→ Texte fourni
-*-*-

Souvenirs d'un début d'année au Laos

Nguyen Ngoc Loi January 24, 2023 08:48

(Baonghean.vn) - L'atmosphère du Têt était animée. Malgré le vrombissement des avions ennemis dans le ciel, nous, ceux qui restions à la base arrière, nous relayions pour dépecer des cochons, piler des boulettes de viande, emballer des gâteaux, pêcher… et lire des lettres de la maison.

C'était fin 1972, début 1973. Mon bataillon participait à la campagne 972 sur le champ de bataille du centre du Laos. C'était alors le pic de la saison sèche, de Na Cai à Ma Ha Xay en passant par Nhom Ma Lat. Le long de la route 12, au pied des falaises de Na Du et Na Coc, en direction de Tha Khet, les ruisseaux, petits et grands, étaient à sec, leurs lits exposés à des dunes de sable recouvertes de gravier et de mousse. Depuis la base arrière de la grotte de la falaise de Nam Phit, non loin de la route 12, dans la forêt, le bataillon établissait en permanence un poste de commandement léger et organisait des attaques de diversion pour attirer l'aviation ennemie.

L'ennemi utilisait principalement des avions de reconnaissance OV10 et L19, effectuant des rotations continues dans le ciel près de Tha Khet. Dès qu'ils découvraient nos positions ou les véhicules de transport de la campagne, ils fondaient sur eux pour tirer des fumigènes et marquer la cible, puis appelaient des T28 ou des F-Type pour bombarder et attaquer. Comprenant les schémas opérationnels de l'ennemi, le bataillon organisa la mise en place de faux entrepôts. L'ennemi mordit à l'hameçon et livra deux batailles conformément au plan établi, incendiant un T28 lors de la bataille au pied de la falaise de Na Coc.

-*-*-

→ Entrées
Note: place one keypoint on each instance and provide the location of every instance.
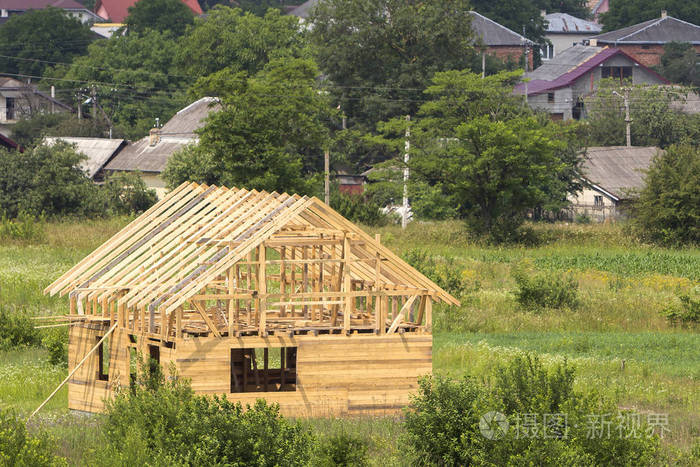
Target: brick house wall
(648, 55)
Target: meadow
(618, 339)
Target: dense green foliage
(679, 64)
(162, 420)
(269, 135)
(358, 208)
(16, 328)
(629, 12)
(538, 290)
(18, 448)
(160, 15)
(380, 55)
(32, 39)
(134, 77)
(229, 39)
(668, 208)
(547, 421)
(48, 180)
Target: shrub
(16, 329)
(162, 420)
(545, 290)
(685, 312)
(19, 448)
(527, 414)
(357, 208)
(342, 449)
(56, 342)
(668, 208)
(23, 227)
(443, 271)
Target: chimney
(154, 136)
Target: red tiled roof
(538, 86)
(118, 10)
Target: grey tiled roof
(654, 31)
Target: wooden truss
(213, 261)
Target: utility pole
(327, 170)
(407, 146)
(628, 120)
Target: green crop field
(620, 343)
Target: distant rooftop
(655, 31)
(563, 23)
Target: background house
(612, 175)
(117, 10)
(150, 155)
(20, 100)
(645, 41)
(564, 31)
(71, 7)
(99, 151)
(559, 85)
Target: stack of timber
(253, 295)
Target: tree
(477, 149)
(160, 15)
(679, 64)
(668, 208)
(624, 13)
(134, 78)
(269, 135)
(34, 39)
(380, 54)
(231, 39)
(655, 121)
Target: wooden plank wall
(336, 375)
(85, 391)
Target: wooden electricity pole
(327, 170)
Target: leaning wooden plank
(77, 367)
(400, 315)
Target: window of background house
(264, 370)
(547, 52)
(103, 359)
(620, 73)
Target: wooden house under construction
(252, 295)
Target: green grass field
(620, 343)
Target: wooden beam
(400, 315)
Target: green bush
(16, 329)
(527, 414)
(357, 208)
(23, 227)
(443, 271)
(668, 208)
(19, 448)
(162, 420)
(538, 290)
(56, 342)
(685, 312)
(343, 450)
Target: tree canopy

-*-*-

→ Travail à faire
Citez fidèlement le passage du récit sur le début d'année au Laos qui va de « Souvenirs d'un début » jusqu'à « de la maison. ».

→ Corrigé de l'exercice
Souvenirs d'un début d'année au Laos

Nguyen Ngoc Loi January 24, 2023 08:48

(Baonghean.vn) - L'atmosphère du Têt était animée. Malgré le vrombissement des avions ennemis dans le ciel, nous, ceux qui restions à la base arrière, nous relayions pour dépecer des cochons, piler des boulettes de viande, emballer des gâteaux, pêcher… et lire des lettres de la maison.